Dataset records
▬▬▬▬▬▬

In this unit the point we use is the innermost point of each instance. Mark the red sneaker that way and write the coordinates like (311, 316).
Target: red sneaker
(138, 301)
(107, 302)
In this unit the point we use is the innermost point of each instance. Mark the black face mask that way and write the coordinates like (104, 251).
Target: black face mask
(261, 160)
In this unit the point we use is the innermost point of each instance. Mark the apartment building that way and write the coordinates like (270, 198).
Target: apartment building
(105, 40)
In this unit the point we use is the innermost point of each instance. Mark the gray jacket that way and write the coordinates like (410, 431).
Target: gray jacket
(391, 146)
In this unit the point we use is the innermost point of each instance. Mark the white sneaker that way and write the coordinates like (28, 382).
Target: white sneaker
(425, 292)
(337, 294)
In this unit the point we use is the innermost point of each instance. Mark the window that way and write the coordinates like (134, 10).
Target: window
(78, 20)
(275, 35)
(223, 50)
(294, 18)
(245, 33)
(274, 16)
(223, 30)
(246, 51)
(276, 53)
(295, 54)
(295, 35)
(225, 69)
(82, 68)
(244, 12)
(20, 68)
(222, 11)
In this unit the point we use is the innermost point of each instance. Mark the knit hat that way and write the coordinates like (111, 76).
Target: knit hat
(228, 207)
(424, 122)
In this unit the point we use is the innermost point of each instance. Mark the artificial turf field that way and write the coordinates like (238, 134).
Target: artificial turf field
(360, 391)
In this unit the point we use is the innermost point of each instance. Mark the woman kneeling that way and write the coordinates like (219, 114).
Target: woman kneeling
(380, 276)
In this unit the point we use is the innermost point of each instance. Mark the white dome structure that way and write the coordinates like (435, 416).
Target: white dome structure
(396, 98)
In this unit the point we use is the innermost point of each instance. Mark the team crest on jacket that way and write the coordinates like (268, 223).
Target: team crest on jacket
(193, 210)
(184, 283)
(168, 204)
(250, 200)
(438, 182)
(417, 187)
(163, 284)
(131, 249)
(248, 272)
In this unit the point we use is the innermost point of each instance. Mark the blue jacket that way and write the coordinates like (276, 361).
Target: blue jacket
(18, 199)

▬▬▬▬▬▬

• WORK INSTRUCTIONS: Rescale the rows starting with the line that contains "like (276, 361)." and going on through the end of the rows. Reproduce every one of these lines, requests included, multiplying each answer coordinate by 1.05 and rounding to whole numbers with halves rounded up, while leaving the requests and their sample coordinates unchanged.

• FINAL ANSWER:
In this unit the point we use is the innermost point of each instance. Mark the blue jacket that way and write the coordinates like (276, 361).
Target: blue jacket
(19, 209)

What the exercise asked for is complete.